[Pointing dataset records]
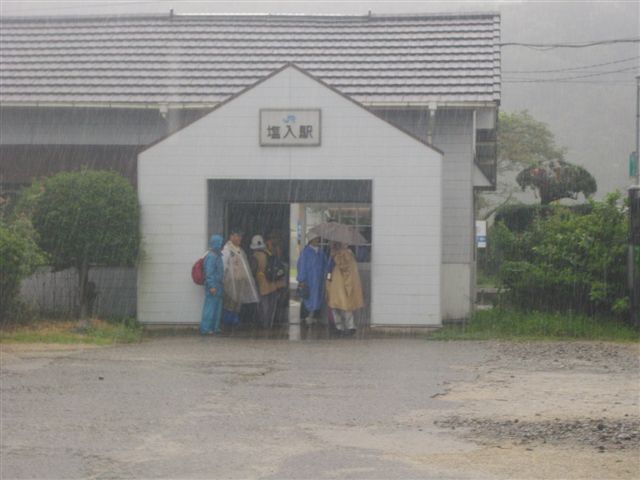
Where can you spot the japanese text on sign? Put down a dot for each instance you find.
(298, 127)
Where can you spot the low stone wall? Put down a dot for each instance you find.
(56, 293)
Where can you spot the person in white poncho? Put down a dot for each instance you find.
(239, 285)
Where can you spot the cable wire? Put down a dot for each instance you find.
(570, 69)
(550, 46)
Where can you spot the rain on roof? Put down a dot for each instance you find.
(196, 60)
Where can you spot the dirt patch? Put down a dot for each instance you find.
(576, 403)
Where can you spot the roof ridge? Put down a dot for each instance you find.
(265, 15)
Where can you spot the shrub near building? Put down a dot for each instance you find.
(19, 255)
(84, 218)
(566, 260)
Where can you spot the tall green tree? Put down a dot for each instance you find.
(556, 179)
(523, 142)
(84, 218)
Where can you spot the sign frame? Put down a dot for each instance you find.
(317, 139)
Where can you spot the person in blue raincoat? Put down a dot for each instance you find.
(313, 265)
(213, 290)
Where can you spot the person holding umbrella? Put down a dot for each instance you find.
(313, 266)
(344, 289)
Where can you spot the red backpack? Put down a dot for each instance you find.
(197, 271)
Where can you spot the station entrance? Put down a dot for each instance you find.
(286, 210)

* **Goal of the exercise**
Rewrite all the items above with "instance" replaced by "occurrence" and everything else left unchanged. Omit the pictures from your answer.

* **The completed task**
Where can you spot the japanese text on sign? Put down a dot for each occurrence you find.
(298, 127)
Where can you spot the low stone wall? Put down a dot for each occurrence you find.
(56, 293)
Where can you spot the person in white poncho? Put down a dot for each occurrence you find.
(239, 285)
Where can you spot the cable wire? Put down a dot for each occurrence you find.
(570, 69)
(550, 46)
Where can you spot the rain on roof? Put down a dot for each occurrence you find.
(196, 60)
Where can you spot the dirt patch? Put down a dot for each occurrence you find.
(576, 403)
Where can you spot the roof ridge? Put down a dot for each occurrence you find.
(265, 15)
Where can you spot the shrub near building? Put down a dot for each occurrence you find.
(19, 255)
(84, 218)
(566, 260)
Where can you spot the tall green tree? Put down a dot for each occurrence you find.
(556, 179)
(523, 142)
(84, 218)
Where can you spot the sign frame? Put down a dot for each occurrence you find.
(317, 139)
Where can you spot the person in blue raincoat? Put down a dot for each occurrence you find.
(313, 265)
(213, 290)
Where can you spot the person holding umbrella? Put down a dot for each occurrence you find.
(313, 266)
(344, 289)
Where can you spot the red backpack? Put down a dot for each occurrence you find.
(197, 271)
Where can you spot the station entrance? Put down a dot for each occurrence you find.
(286, 210)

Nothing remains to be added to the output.